## Cel zadania 1:
Powiel dosłownie fragment artykułu o stratach po suszy, zaczynając od słów „Jeszcze liczą straty” i kończąc na słowach „zaczynają przekazywać wyniki.”.

## Fragment tekstu:
___

Jeszcze liczą straty rolniczej suszy. We wtorek omówi je rząd

Redakcja
Komisje szacujące straty na terenie województwa kujawsko-pomorskiego kończą swoją pracę. 132 zespoły zaczynają przekazywać wyniki.

W najbliższych dniach ministerstwo rolnictwa powinno poznać szacunki ponad 800 komisji szacujących straty w rolnictwie  w całej Polsce. Dopiero te dane pozwolą określić, jaką pomoc będzie mogło zaproponować państwo. - Z meldunków jakie uzyskaliśmy od wojewodów wynika, że susza dotknęła uprawy na obszarze około 800 tysięcy hektarów, a wstępne szacunki strat opiewają na kwotę blisko 550 milionów złotych - relacjonował w środę Marek Sawicki, Minister Rolnictwa i Rozwoju Wsi. Temat suszy ma być szeroko omawiany w najbliższy wtorek podczas posiedzenia Sejmu. - Na tym posiedzeniu będziemy  analizowali skalę suszy i formy pomocy poszkodowanym - zapowiedział  szef resortu.

"Do dziś nie podjęte zostały żadne decyzje dotyczące wysokości i formy pomocy. Członkowie rządu są na bieżąco informowani o sytuacji. Jednocześnie trwają analizy możliwości finansowych budżetu państwa oraz starania o uzyskanie pomocy z Komisji Europejskiej" - brzmi oświadczenie ministerstwa rolnictwa z 20 sierpnia. Jest odpowiedzią na piętrzące się medialne doniesienia.

___

## Cel zadania 2:
Wyodrębnij z wykazu poniżej wszystkie wiersze zawierające ciąg „crowd”. Wielkość liter ma znaczenie.

## Zebrane dane:
___

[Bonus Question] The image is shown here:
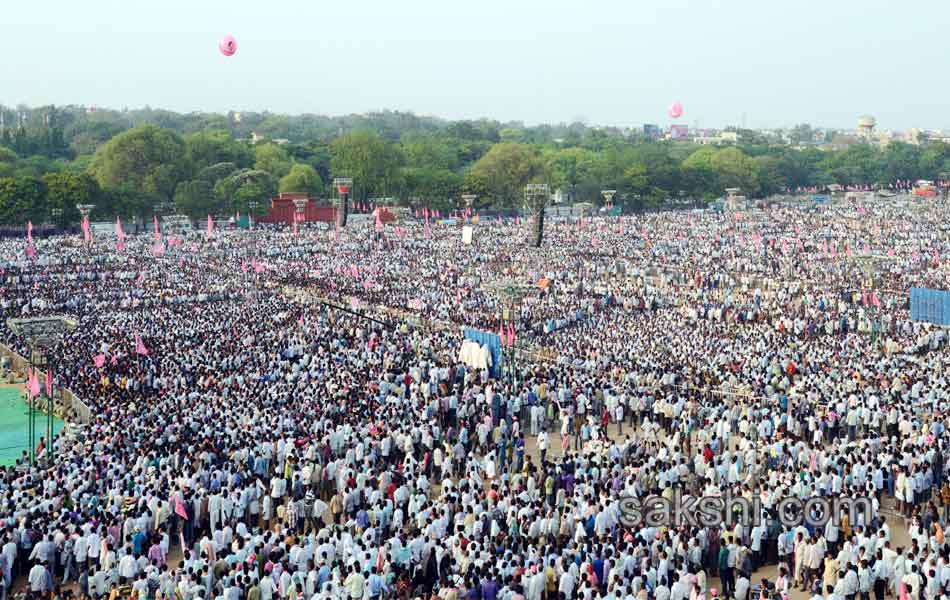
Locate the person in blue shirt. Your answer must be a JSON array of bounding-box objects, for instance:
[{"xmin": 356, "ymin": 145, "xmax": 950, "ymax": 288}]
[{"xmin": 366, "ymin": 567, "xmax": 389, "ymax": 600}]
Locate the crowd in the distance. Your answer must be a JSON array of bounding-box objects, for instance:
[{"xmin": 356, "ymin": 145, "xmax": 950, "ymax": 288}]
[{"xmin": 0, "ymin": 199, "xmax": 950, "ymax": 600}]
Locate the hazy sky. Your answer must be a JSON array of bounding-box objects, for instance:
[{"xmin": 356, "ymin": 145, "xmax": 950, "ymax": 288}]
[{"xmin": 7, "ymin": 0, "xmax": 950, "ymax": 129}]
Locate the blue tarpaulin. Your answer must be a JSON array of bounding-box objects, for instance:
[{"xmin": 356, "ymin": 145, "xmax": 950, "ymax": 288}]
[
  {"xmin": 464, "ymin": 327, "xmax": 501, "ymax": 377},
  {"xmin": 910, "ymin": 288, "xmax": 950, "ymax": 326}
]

___

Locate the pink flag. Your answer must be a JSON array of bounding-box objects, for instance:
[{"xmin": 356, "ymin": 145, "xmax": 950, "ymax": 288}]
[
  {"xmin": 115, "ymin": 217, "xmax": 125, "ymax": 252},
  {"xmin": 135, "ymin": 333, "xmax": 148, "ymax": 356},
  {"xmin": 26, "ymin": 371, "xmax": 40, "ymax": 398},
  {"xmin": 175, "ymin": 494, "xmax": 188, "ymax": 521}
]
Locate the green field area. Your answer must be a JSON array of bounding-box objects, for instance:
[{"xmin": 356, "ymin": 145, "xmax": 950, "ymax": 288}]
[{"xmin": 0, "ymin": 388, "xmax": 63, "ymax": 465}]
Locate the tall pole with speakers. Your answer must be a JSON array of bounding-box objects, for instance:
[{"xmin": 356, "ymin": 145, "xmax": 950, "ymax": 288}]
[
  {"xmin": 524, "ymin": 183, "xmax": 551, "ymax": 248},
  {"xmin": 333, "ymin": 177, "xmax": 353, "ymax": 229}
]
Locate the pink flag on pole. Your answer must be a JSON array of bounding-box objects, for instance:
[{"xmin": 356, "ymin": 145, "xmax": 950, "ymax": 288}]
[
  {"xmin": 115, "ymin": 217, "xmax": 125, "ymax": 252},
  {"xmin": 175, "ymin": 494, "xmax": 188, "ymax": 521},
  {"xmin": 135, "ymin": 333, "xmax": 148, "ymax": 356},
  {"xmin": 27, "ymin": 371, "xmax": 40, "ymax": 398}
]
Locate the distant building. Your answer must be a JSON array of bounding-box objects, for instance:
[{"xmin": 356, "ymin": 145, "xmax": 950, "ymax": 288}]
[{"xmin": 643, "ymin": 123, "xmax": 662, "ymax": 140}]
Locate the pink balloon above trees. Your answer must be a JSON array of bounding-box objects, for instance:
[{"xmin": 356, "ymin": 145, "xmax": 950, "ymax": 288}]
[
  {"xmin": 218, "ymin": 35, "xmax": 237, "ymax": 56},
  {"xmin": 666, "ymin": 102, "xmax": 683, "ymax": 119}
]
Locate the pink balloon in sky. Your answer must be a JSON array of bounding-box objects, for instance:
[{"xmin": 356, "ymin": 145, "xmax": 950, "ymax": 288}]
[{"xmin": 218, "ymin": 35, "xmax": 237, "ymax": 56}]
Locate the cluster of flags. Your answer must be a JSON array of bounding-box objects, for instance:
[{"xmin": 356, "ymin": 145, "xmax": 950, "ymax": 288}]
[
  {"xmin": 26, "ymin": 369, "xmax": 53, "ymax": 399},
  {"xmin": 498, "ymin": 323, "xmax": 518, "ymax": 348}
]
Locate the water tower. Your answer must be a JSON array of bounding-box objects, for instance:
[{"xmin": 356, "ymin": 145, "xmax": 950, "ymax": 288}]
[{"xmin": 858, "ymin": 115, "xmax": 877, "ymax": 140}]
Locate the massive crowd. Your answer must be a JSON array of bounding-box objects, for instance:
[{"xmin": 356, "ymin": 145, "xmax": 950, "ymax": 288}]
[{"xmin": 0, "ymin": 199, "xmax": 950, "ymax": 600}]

___

## Wynik zadania 1:
Jeszcze liczą straty rolniczej suszy. We wtorek omówi je rząd

Redakcja
Komisje szacujące straty na terenie województwa kujawsko-pomorskiego kończą swoją pracę. 132 zespoły zaczynają przekazywać wyniki.

## Wynik zadania 2:
Locate the crowd in the distance. Your answer must be a JSON array of bounding-box objects, for instance:
Locate the massive crowd. Your answer must be a JSON array of bounding-box objects, for instance:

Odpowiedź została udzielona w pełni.